## WHAT IS NEEDED
Among the entries below, how many lines include the string "beige"? Answer with only the number.

[Natural language region descriptions]
------------

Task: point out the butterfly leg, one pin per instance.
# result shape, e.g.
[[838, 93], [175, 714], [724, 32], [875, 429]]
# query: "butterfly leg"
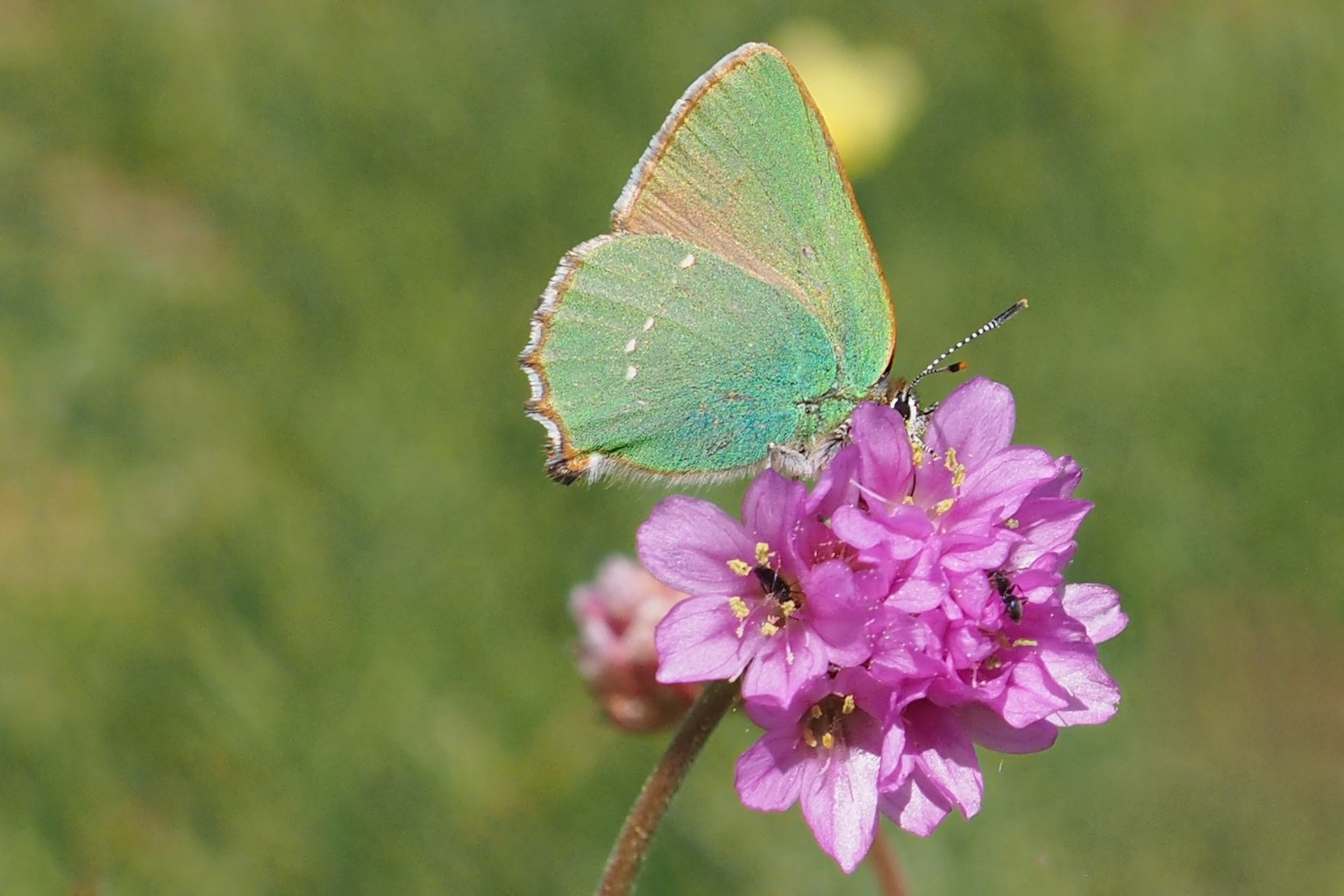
[[791, 462]]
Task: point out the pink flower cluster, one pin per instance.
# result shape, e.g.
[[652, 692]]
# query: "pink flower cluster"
[[907, 608]]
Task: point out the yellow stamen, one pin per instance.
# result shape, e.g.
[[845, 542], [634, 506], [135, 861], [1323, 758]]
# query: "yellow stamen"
[[958, 471]]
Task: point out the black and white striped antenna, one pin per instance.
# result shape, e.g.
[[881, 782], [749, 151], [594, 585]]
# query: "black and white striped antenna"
[[995, 324]]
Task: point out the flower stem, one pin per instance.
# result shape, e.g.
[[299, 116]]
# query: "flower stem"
[[886, 867], [622, 867]]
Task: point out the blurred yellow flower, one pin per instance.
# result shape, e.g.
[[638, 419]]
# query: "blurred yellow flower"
[[869, 96]]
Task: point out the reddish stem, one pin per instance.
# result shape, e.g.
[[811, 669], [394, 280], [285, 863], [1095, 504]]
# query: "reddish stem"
[[622, 867], [886, 867]]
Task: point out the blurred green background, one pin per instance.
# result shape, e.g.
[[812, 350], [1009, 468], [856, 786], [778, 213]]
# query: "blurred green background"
[[282, 586]]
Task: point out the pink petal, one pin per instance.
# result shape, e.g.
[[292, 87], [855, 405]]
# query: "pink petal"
[[915, 805], [988, 729], [1093, 694], [842, 804], [1031, 694], [771, 511], [885, 446], [789, 661], [978, 419], [1097, 608], [945, 754], [698, 641], [771, 772], [687, 543]]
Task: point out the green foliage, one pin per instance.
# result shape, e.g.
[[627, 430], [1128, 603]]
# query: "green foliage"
[[281, 580]]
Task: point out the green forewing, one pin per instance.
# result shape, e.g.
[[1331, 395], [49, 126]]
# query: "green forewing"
[[743, 167], [738, 304], [671, 359]]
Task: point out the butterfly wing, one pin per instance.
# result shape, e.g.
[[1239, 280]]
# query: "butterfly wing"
[[738, 237], [745, 167], [656, 356]]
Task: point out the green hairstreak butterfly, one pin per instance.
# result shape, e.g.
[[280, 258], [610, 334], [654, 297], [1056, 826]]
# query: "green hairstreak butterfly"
[[736, 312]]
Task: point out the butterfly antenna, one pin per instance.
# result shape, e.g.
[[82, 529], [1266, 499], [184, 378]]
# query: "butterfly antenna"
[[950, 368]]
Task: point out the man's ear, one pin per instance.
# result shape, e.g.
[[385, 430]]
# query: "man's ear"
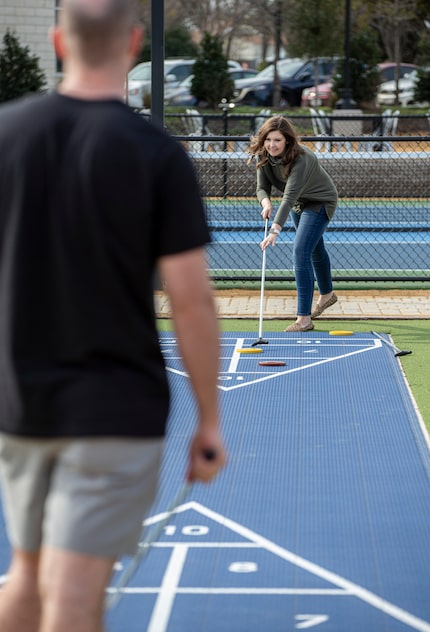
[[57, 41]]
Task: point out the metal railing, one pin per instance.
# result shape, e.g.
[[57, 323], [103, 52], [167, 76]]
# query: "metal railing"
[[380, 231]]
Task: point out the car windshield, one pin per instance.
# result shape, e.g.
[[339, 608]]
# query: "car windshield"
[[140, 73], [285, 69]]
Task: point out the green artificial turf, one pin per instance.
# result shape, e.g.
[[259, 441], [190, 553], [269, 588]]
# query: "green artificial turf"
[[406, 334]]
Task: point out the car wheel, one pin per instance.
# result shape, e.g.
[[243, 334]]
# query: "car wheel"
[[284, 101]]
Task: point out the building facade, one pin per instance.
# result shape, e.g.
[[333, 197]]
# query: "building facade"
[[31, 20]]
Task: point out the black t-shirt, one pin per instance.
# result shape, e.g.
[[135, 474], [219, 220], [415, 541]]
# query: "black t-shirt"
[[91, 196]]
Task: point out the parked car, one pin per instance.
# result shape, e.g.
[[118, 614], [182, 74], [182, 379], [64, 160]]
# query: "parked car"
[[182, 94], [406, 90], [175, 71], [295, 75], [310, 98]]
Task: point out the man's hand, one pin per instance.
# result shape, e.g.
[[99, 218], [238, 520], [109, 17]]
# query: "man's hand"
[[207, 456]]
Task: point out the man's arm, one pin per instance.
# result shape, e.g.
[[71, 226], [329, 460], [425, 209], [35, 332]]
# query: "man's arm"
[[194, 315]]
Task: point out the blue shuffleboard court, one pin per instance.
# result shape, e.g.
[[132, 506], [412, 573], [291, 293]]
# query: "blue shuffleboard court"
[[321, 519]]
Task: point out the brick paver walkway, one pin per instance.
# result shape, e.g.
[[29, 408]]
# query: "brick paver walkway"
[[385, 304]]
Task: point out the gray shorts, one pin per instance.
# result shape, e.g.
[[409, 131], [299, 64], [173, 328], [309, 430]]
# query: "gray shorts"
[[89, 496]]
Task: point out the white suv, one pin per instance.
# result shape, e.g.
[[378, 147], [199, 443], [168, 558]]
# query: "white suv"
[[175, 71], [139, 78]]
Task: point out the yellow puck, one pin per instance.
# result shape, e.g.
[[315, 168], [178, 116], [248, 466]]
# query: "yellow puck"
[[249, 350]]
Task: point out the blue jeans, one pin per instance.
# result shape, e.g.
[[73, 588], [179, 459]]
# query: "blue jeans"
[[310, 257]]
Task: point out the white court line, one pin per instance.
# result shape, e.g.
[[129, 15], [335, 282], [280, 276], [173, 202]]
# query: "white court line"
[[300, 368], [354, 589], [333, 578], [327, 592], [168, 589]]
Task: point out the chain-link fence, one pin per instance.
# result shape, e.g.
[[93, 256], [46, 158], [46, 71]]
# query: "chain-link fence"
[[381, 167]]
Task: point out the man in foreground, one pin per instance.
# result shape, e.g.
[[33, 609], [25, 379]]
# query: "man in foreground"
[[92, 200]]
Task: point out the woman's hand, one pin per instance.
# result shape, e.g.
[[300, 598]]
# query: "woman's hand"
[[267, 208], [270, 240]]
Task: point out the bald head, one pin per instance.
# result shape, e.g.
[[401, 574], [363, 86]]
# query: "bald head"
[[96, 31]]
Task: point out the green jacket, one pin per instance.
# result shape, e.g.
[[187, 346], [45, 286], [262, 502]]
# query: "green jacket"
[[308, 186]]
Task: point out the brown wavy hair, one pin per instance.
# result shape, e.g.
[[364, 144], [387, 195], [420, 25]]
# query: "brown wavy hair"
[[292, 147]]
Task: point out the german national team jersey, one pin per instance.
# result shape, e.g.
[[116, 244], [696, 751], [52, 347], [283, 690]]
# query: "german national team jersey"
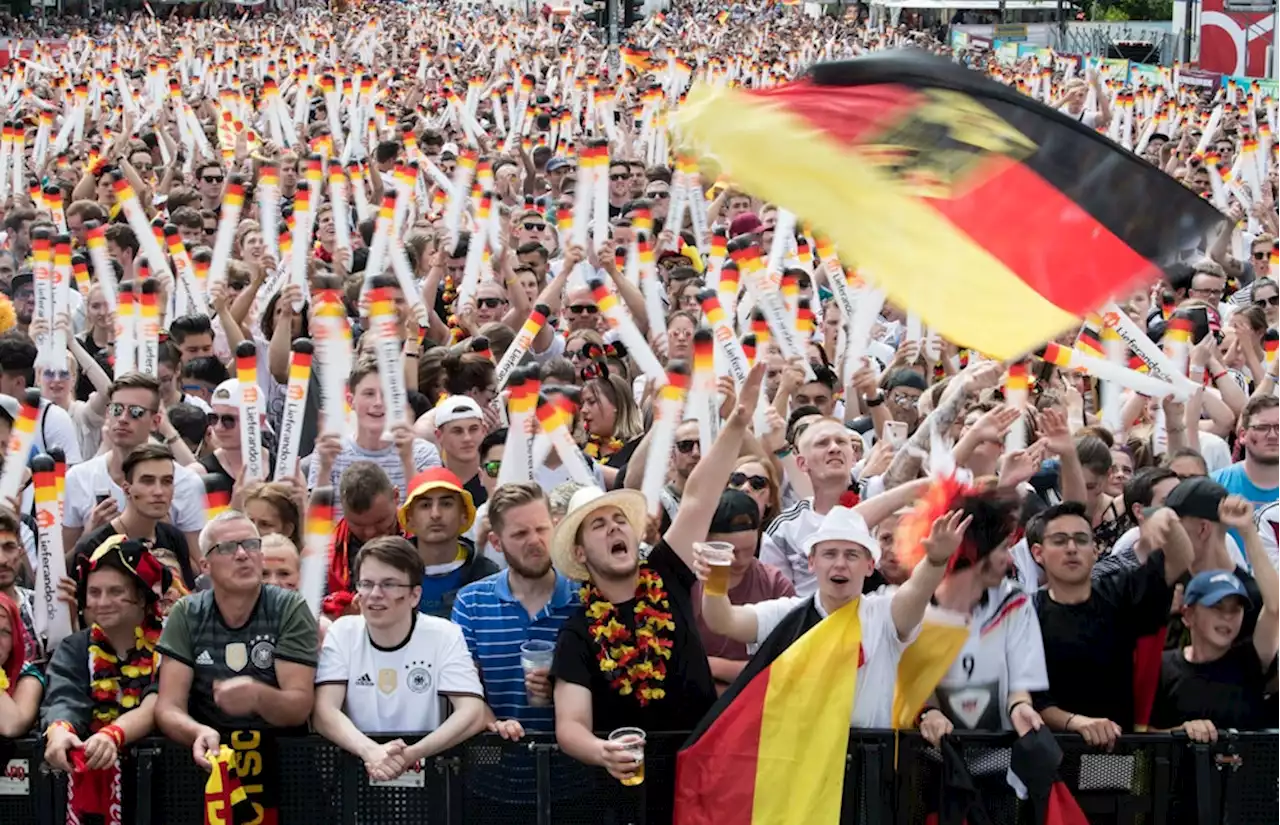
[[1004, 654]]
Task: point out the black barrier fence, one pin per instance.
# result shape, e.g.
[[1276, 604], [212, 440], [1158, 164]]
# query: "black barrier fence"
[[890, 779]]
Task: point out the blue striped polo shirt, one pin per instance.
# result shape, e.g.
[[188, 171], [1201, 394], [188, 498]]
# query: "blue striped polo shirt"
[[496, 624]]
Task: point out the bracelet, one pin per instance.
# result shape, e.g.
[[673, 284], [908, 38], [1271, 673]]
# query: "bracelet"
[[115, 734], [63, 724]]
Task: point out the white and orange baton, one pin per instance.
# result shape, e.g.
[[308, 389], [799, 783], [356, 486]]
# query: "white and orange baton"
[[662, 436], [17, 452], [295, 408], [53, 618], [318, 546], [389, 351], [520, 345], [251, 412]]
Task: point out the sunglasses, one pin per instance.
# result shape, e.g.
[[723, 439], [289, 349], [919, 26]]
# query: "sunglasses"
[[137, 412], [743, 480]]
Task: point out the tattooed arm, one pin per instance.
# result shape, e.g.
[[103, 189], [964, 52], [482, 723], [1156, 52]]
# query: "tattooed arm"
[[906, 462]]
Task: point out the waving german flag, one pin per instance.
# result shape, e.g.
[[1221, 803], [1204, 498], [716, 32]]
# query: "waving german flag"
[[996, 219]]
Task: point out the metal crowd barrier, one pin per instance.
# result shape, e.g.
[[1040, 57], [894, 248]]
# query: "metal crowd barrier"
[[890, 779]]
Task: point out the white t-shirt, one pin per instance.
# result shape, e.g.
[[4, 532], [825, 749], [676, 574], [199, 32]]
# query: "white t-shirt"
[[85, 482], [1004, 654], [882, 649], [392, 691]]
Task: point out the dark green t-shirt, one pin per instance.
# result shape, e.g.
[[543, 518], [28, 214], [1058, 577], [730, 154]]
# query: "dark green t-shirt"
[[195, 633]]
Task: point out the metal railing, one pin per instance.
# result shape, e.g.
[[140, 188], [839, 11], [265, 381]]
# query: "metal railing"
[[890, 779]]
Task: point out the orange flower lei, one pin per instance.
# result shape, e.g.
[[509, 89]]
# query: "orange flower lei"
[[636, 668], [117, 687]]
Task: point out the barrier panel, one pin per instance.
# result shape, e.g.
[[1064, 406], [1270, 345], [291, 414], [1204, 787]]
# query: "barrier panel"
[[1156, 779]]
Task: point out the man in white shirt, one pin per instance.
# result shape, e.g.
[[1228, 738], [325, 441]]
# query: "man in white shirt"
[[842, 553], [387, 669], [94, 493]]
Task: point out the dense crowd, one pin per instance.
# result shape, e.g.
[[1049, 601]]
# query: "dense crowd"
[[374, 353]]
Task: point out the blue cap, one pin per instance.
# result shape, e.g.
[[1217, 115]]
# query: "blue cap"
[[1212, 586]]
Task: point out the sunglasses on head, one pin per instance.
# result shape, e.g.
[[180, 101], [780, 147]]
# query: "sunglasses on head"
[[743, 480], [137, 412]]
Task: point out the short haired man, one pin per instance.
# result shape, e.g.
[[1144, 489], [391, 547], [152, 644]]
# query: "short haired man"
[[1092, 627], [240, 656], [437, 513], [529, 600], [460, 430], [149, 487], [370, 509], [94, 491], [385, 669], [750, 581]]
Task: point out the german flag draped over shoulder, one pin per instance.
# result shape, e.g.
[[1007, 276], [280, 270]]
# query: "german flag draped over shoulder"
[[997, 219]]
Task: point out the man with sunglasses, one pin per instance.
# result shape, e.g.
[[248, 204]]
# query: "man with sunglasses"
[[94, 489], [241, 656]]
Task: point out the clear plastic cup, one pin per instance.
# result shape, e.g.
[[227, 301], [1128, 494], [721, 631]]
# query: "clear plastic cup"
[[536, 655]]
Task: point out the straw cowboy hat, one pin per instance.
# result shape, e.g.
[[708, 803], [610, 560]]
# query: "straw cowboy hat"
[[584, 503]]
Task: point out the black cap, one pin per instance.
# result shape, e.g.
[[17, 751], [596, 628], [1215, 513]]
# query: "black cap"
[[736, 513], [1197, 498]]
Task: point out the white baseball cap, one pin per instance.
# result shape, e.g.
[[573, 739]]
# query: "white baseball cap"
[[457, 408], [842, 523]]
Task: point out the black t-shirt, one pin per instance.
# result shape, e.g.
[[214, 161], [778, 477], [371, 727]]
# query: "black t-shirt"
[[169, 540], [1088, 647], [689, 686], [1229, 692]]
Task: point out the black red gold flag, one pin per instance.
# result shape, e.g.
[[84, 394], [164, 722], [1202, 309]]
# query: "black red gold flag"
[[997, 219]]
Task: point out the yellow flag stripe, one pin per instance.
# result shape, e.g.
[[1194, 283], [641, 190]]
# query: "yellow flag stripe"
[[897, 238]]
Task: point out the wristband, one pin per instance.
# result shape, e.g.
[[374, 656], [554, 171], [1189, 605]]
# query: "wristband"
[[115, 734]]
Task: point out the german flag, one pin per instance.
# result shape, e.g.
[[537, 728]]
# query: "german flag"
[[905, 159]]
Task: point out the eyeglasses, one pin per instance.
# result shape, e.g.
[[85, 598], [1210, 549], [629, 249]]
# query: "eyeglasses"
[[229, 548], [743, 480], [225, 421], [137, 412], [1061, 540]]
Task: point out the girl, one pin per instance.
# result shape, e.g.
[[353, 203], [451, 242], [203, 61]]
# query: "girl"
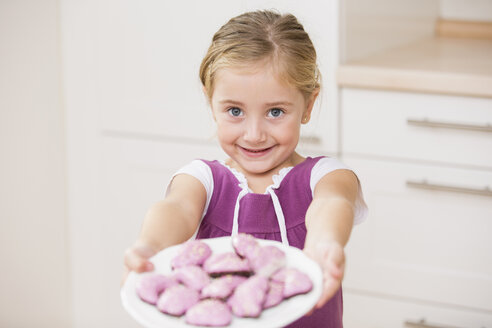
[[261, 79]]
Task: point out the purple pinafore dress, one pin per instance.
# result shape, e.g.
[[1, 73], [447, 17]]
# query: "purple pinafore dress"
[[257, 214]]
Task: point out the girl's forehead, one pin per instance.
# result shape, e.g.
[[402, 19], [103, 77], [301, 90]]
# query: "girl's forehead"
[[261, 77]]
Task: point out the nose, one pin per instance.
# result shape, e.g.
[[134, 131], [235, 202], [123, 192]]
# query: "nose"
[[255, 132]]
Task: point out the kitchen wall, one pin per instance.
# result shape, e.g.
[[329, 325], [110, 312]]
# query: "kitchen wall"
[[476, 10], [33, 239]]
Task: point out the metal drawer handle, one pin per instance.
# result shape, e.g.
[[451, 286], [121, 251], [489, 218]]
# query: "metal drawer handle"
[[423, 324], [314, 140], [486, 191], [448, 125]]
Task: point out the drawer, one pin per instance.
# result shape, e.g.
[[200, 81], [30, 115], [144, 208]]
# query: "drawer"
[[428, 235], [372, 311], [427, 127]]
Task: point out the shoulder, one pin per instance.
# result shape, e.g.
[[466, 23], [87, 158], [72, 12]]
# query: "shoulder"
[[323, 166]]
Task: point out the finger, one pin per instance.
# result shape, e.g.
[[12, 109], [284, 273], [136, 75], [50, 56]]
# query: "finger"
[[136, 262], [126, 271], [336, 271]]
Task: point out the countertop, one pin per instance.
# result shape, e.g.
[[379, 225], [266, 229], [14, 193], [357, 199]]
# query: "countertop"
[[442, 65]]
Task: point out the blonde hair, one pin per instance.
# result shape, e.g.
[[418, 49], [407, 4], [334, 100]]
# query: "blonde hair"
[[260, 36]]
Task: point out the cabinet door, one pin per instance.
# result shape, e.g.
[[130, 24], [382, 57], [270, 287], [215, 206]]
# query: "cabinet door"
[[368, 310], [432, 128], [131, 175], [423, 244]]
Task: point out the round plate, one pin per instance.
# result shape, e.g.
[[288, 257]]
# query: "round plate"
[[278, 316]]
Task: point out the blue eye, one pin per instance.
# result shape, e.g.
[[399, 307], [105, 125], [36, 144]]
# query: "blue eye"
[[275, 112], [234, 111]]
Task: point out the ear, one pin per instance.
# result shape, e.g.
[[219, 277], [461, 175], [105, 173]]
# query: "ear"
[[309, 106]]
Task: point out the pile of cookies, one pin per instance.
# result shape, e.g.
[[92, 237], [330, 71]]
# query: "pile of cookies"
[[210, 288]]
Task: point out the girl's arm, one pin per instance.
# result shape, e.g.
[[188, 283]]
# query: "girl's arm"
[[168, 222], [329, 222]]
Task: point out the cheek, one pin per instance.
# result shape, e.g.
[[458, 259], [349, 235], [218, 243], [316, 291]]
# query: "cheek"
[[226, 133], [289, 132]]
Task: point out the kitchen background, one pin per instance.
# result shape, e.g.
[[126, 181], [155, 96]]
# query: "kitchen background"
[[100, 103]]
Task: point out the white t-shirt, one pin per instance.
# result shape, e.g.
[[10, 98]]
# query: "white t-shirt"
[[201, 171]]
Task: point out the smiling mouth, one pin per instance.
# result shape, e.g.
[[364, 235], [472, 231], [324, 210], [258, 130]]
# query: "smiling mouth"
[[256, 151]]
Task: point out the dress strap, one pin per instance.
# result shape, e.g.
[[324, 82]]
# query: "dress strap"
[[280, 216], [235, 220]]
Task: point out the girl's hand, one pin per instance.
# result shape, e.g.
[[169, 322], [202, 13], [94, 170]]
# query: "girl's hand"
[[136, 259], [331, 257]]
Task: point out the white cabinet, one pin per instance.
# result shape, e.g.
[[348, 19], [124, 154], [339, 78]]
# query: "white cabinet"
[[425, 251], [424, 127]]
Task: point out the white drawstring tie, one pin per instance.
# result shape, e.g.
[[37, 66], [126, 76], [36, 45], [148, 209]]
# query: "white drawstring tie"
[[276, 206]]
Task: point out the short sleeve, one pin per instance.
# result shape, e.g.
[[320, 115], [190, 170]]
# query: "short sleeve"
[[201, 171], [328, 164]]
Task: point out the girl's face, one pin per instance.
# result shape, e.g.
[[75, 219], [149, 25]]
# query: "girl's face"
[[258, 118]]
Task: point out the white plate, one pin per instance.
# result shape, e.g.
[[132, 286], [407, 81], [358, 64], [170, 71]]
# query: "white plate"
[[283, 314]]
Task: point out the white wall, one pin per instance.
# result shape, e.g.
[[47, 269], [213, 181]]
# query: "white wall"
[[33, 253], [474, 10]]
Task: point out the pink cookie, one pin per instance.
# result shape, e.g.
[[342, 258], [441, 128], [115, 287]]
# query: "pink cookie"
[[176, 300], [244, 244], [295, 281], [266, 260], [223, 263], [151, 285], [222, 287], [213, 313], [192, 276], [275, 294], [193, 252], [247, 299]]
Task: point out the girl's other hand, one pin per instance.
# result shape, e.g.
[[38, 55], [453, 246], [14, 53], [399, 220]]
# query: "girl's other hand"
[[136, 259], [331, 257]]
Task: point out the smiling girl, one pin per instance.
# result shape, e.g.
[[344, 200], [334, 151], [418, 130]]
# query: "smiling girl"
[[261, 79]]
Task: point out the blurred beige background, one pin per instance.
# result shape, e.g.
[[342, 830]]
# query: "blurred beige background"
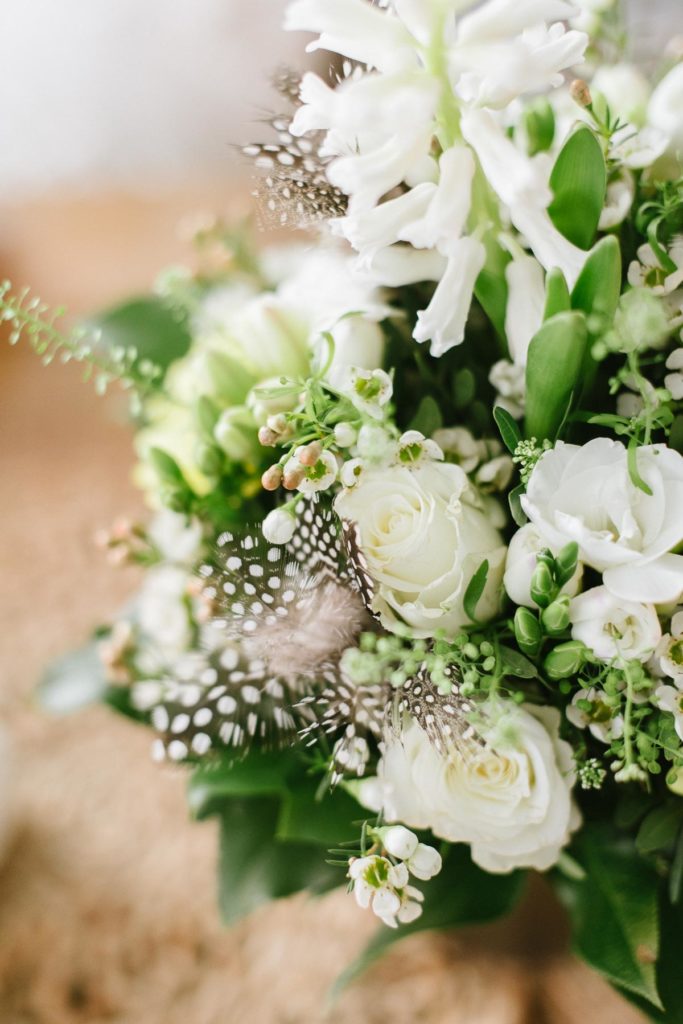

------------

## RESULT OF THE TASK
2